*** Opening Page extract ***
Is it insane to say that the explanation 'Butch likes the Cowboys because they are God's team' is not a real explanation?

Steven Carr said...

As Victor is now traducing opponents views , making straw men out of them, and calling them insane after he has distorted them so badly, it is time to end commenting on somebody who can write articles like that.

I'm sure Victor will be pleased.

SteveK said...

I agree with you here Victor. In his blog post, Doctor Logic says

"This fallacy is most commonly used by theists when they claim that God can explain the existence of the universe, the fine-tuning of physical constants, or the origin of species."

There are many different ways of using the word 'explain'. Do you think Doctor Logic is making the mistake of lumping Aristotle’s four causes into one term, ‘explain’? God grounds all of reality and so he is the ultimate explanation for everything in reality, but not in the same way for all things.

philip m said...

Steven,

As long as you are doing what I think you are doing, which is mentioning the argument from evil *in approval* of it, then you are disagreeing with doctor_logic. Doctor_logic is not saying that the evidence for God is bad. Doctor_Logic is saying we can't even *start* to offer evidence for or against God, because God is just an anyonmous theory, capable of explaining everything, and for that reason is incapable of explainging anything.

But you are saying that we don't expect the horrible suffering we see in the world if God exists - oh! So God *can't* explain everything, is that what you're saying now? But that is just what Doctor_logic is saying God can do, since the nature of the God hypothesis is such that He acts as an explanatory stamp we can put on anything and everything.

But now that we can't explain evil, apparently you think there is more content to the God hypothesis than doctor_logic presumes is the case.

So think you and Victor are very much in agreement on this point.

Doctor Logic said...

Victor,

I can't believe I missed this post!
*** Closing Page extract ***
▶ **To do**
a) Retype the part of the comment thread on God as an explanation that opens with the words containing "But you are" and closes with "Doctor Logic said...".
b) Please continue the comment thread on God as an explanation from the point where it stops.
These lines come from a different source.
*** Opening Provided data ***
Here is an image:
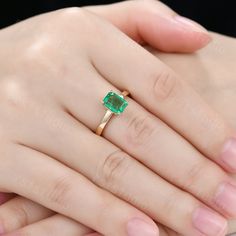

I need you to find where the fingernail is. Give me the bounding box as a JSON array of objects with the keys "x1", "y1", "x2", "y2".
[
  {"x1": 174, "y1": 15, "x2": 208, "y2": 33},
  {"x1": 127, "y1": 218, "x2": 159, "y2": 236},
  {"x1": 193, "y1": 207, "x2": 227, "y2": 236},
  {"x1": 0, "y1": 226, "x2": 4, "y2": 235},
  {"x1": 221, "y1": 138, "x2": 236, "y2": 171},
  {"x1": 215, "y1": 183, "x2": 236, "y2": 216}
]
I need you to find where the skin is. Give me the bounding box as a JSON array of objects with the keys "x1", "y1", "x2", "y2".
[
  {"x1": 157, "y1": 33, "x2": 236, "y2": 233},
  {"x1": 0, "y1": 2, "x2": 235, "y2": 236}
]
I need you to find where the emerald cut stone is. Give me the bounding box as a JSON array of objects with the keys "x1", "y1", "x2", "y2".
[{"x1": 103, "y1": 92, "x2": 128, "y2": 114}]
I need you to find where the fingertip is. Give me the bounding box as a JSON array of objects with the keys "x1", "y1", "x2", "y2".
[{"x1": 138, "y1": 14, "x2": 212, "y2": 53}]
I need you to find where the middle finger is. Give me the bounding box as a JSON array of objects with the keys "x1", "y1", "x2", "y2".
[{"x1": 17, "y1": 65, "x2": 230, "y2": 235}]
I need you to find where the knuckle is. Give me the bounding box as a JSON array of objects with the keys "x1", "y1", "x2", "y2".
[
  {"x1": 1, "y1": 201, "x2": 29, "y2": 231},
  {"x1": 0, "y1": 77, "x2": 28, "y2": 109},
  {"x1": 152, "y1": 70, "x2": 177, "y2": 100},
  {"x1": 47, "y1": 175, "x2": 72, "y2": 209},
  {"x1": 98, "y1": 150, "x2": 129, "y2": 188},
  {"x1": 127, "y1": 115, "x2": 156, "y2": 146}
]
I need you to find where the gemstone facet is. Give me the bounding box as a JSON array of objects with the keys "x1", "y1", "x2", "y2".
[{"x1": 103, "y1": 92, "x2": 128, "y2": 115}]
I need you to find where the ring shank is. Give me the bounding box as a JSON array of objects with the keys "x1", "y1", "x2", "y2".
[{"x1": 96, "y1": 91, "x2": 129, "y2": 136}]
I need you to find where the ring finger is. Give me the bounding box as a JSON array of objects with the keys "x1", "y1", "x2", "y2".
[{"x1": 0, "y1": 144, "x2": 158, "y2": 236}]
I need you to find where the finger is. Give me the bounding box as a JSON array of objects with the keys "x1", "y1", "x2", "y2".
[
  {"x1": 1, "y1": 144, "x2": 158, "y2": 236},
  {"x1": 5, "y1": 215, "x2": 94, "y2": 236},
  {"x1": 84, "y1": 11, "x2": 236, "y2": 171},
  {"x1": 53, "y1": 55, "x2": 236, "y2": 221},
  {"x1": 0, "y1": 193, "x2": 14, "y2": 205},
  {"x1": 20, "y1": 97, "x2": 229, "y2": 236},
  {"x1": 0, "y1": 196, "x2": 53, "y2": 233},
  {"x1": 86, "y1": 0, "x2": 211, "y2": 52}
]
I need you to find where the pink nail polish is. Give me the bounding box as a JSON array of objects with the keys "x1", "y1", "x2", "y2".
*** Closing Provided data ***
*** Opening Provided data ***
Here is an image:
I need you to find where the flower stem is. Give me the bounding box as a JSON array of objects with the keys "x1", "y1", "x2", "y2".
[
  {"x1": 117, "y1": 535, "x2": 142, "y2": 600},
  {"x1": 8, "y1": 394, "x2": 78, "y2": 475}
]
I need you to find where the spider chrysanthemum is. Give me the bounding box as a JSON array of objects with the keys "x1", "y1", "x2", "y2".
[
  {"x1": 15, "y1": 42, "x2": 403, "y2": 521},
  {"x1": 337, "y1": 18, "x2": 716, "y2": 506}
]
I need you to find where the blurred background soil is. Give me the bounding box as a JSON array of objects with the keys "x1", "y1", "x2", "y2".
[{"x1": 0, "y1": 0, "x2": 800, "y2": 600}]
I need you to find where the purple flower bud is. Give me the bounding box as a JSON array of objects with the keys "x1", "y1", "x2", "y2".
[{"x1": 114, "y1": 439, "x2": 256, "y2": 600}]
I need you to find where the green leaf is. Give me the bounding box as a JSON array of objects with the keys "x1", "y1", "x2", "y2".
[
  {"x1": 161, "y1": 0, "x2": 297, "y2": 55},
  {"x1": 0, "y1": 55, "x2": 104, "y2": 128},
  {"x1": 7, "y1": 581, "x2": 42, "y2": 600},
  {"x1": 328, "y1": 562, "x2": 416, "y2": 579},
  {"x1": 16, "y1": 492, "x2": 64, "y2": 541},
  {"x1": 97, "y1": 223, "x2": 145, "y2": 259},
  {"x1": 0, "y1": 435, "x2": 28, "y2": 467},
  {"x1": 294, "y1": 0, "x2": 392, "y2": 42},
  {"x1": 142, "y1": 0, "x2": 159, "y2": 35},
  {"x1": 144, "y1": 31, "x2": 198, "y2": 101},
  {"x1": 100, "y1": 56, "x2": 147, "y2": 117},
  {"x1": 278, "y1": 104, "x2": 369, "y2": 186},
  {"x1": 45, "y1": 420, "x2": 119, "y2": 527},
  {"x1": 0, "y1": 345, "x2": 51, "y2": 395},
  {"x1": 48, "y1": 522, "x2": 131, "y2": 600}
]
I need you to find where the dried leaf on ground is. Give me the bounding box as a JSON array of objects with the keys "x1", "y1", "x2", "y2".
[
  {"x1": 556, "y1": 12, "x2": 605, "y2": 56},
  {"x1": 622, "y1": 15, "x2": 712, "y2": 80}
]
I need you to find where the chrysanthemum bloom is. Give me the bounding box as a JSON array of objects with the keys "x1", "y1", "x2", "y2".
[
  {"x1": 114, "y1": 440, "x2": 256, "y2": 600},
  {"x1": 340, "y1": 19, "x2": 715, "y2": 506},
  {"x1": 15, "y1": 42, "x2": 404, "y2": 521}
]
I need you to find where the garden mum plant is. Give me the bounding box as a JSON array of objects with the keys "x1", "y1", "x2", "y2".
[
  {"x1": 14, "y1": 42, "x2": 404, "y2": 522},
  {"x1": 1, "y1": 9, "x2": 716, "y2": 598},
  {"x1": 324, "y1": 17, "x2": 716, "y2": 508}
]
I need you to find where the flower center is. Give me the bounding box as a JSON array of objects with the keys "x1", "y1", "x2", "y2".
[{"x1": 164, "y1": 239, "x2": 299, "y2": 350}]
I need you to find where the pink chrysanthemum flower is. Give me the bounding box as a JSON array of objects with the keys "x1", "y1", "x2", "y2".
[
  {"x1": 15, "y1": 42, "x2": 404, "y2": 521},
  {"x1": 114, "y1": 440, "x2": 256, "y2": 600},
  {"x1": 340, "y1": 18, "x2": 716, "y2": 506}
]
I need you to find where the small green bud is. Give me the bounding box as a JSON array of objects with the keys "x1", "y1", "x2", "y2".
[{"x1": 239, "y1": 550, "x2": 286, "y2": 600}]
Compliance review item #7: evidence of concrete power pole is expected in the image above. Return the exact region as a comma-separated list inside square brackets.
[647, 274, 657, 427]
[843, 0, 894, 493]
*** Closing Provided data ***
▶ **Answer section**
a)
But you are saying that we don't expect the horrible suffering we see in the world if God exists - oh! So God *can't* explain everything, is that what you're saying now? But that is just what Doctor_logic is saying God can do, since the nature of the God hypothesis is such that He acts as an explanatory stamp we can put on anything and everything.

But now that we can't explain evil, apparently you think there is more content to the God hypothesis than doctor_logic presumes is the case.

So think you and Victor are very much in agreement on this point.

Doctor Logic said...

b)
You didn't quite understand my argument. Your model of your friend Butch is natural by my standards, even if dualistic. I am totally A-OK with dualism if it provides a predictive model. However, if dualism is just an argument that we don't know a thing, then it's not an explanation.

God, in my book, might be natural. All God has to do to be natural is to have some regularities, just like your friend Butch. Physicality is not necessary.

Here's the thing that is simply wrong about Christian theism (and most other kinds). If you notice X, you can't explain X with nothing but Y = "That which causes X".

Y is not an explanation of X. It is a description of what some Z has to be in order to explain X.

For example, suppose X = "the death of Fred".

I haven't explained the death with Y = "that which causes the death of Fred".

If you ask "How did Fred die?" or "Why is Fred dead?", it makes no sense for me to reply "Because of that which causes Fred's death!"

I can come up with all sorts of paraphrasing of Y and still be guilty of the fallacy. Suppose all that happens is "fate". I can say "It was fate!" and be just as guilty of the placeholder fallacy. Saying Fred's death was fate explains nothing whatsoever.

The problem that theism faces is that "It was God's will" is equivalent to fate UNLESS you have some predictability/personality to God's will that makes it more than fate.

For example, if God kills blasphemers with lightning bolts at especially high rates, then "Fred was a blasphemer, and God killed him for it" would be a good explanation.

Yet, Christianity is locked very tightly into the placeholder fallacy. It's generally considered bad form to predict God or claim to know the will of God in predictive terms. This reduces God's will to another name for fate.

When you come to try to explain evolution or the Big Bang in terms of God's will, you really end up back at an empty statement that equates to "It was fate." It's simply not an explanation.

What you really mean, I think, is that if you knew the mind of God, God's will would be explanatory. And I agree! It's just that you don't know God's mind except by what happens after the fact. Of course, I can say I know fate too by what happens after the fact!

James M. Jensen II said...

Doctor Logic, how does your argument handle the case of explanatorily basic phenomena, where there is no explanation and no placeholder for an explanation? Example: why a probability-function collapses in one way instead of another?

Anonymous said...

Wow, I can see why this blog used to be popular. How did we get from excellent discussions with Gordon Knight and Doctor Logic, to the vacuous pablum supplied by the low-brow antics of Crude and Papalinton doing nothing but trying to out-insult one another? The decline is truly sad.

Doctor Logic said...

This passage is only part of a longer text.